- [Given problem 1]:
Pick out every line of the records that contains the word "mountain", treating uppercase and lowercase as different.

---------- Source text

The general idea is fairly simple; we try to optimize the flow field
as a whole, by minimizing some mathematical notion of badness expressed
as an energy function. The one used in the dense inverse search paper
[Kroeger16; se references below] has this form:

  E(U) = int( σ Ψ(E_I) + γ Ψ(E_G) + α Ψ(E_S) ) dx

where Ψ(a²) = sqrt(a² + ε²) for some small constant ε = 0.001, and
σ, γ, α are empirically set weighting constants. (We'll get to what the
different enery terms are in a minute.) The integral is, for all practical
purposes, just a sum over all the pixels in the flow.

In general, such formulas are nonconvex and highly nonlinear, so we
cannot hope to find a global minimum -- but if we start from the flow
generated by the motion search, we can at least hope to make it somehow
better by walking towards a local minimum. (In fact, there are many
methods for optical flow that work _only_ by such minimization,
so the word “refinement” is maybe not doing the method justice.
One could just as well say that the motion search is a way of
finding a reasonable starting point for the optimization.)

The dense inverse search paper [Kroeger16; se references below] sets
up the energy terms as described by some motion tensors and normalizations,
then says simply that it is optimized by “θ_vo fixed point iterations
and θ_vi iterations of Successive Over Relaxation (SOR) for the linear
system”. It's not immediately obvious what this means, but it gives
a reference to [Brox04]. However, that paper describes a numerical
approximation scheme that is _far_ more complicated than what the DIS
code actually does.

Rather, one must look at the other main reference they are giving,
which is [Weinzaepfel13], describing a system called DeepFlow.
DIS borrows most of the exposition and code for its variational
refinement from DeepFlow, just removing some terms and fixing up
a few issues here and there. (There are some slight differences in
the paper, like the use of ∂z instead of ∂t, but that looks mostly
like an error to me.) Unfortunately, that paper in turn refers to
[Brox11], which appears no more useful in clearing up the notation
to me.

--------------------
---------- Data

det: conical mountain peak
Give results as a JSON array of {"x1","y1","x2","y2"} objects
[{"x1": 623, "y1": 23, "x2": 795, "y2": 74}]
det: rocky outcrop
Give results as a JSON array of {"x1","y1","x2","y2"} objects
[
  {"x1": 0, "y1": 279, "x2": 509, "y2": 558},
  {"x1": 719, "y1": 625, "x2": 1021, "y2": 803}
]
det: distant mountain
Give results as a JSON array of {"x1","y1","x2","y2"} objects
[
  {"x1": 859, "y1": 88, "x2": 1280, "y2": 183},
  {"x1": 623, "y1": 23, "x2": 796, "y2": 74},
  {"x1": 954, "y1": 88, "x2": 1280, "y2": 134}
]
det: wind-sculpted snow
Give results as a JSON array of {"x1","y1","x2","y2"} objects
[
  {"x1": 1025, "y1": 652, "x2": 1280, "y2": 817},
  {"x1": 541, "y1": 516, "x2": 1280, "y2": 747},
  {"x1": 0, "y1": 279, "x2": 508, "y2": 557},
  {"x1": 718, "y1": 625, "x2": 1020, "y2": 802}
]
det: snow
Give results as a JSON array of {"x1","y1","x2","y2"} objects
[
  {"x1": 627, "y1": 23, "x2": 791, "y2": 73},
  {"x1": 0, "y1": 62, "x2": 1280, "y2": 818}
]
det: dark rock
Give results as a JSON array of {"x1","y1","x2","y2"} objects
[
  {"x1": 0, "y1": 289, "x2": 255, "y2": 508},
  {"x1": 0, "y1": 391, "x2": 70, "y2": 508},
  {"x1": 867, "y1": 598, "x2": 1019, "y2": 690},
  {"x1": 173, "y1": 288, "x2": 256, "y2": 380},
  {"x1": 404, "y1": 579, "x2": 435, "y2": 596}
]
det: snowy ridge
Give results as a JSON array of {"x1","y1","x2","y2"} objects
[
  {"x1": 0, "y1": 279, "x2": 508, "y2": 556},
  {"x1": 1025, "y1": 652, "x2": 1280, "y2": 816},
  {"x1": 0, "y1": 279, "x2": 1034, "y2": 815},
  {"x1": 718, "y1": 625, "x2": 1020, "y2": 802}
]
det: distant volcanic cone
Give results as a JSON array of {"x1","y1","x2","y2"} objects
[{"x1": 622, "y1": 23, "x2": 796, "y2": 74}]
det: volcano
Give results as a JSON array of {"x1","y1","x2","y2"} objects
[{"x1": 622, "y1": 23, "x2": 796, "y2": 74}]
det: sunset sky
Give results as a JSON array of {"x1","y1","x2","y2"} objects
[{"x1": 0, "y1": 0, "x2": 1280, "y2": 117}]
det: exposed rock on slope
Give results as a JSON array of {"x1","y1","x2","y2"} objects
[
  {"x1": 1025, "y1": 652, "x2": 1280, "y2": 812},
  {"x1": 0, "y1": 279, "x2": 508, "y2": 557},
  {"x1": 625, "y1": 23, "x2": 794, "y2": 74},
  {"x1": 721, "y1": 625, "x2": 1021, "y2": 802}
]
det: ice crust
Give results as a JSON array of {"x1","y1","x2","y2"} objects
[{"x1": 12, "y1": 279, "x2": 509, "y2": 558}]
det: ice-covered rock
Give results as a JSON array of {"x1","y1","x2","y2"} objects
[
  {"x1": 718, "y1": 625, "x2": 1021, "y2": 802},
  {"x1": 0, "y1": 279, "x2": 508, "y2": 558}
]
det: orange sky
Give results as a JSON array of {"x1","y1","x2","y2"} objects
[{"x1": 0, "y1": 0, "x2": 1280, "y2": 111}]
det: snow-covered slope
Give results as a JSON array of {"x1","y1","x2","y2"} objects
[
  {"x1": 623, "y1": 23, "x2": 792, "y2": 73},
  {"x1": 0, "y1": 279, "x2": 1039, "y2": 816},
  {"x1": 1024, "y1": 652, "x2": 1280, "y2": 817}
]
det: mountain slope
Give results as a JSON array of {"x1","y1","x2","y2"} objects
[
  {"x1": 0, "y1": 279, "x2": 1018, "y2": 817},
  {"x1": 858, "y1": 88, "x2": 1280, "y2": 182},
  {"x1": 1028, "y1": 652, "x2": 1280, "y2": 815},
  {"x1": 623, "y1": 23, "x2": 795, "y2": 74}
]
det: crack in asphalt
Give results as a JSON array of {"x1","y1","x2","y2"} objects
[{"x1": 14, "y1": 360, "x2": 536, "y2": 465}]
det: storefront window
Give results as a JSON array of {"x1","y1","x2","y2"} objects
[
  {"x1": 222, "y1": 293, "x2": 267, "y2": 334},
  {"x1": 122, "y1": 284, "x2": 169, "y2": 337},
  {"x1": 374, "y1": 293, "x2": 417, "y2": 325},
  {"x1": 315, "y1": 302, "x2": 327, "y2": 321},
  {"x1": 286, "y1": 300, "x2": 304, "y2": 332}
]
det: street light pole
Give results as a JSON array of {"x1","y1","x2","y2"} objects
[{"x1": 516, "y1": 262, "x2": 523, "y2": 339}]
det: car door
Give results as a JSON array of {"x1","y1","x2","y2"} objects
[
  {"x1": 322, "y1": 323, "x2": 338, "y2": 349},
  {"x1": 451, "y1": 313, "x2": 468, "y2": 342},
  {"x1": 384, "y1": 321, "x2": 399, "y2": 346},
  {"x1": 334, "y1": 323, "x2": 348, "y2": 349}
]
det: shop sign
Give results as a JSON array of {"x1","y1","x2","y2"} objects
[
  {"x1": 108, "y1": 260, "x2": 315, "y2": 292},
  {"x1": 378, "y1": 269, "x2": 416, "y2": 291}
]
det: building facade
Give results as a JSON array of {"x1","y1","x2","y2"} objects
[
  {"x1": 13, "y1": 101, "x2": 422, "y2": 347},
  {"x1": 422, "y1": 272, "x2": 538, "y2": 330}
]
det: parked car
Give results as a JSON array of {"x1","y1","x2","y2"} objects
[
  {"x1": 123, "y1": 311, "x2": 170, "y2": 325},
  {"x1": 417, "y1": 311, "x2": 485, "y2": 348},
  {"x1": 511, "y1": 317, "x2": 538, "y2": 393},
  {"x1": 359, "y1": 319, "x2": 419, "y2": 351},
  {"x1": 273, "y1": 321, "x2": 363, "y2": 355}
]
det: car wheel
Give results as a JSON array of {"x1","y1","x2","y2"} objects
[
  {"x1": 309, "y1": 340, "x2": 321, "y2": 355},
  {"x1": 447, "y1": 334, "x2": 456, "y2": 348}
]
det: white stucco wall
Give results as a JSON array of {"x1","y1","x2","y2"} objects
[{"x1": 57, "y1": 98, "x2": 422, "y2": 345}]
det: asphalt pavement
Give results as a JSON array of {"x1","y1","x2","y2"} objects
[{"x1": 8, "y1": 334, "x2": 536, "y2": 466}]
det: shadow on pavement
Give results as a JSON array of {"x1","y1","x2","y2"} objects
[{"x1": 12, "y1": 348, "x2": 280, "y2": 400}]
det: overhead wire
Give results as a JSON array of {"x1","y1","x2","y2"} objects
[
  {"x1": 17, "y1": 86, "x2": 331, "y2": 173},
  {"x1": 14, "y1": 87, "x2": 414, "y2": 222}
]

--------------------

- [Given problem 2]:
In the optical flow text, what is the name of the system described by the reference [Weinzaepfel13]?

- [Full output 1]:
det: conical mountain peak
det: distant mountain
det: mountain slope

- [Full output 2]:
DeepFlow.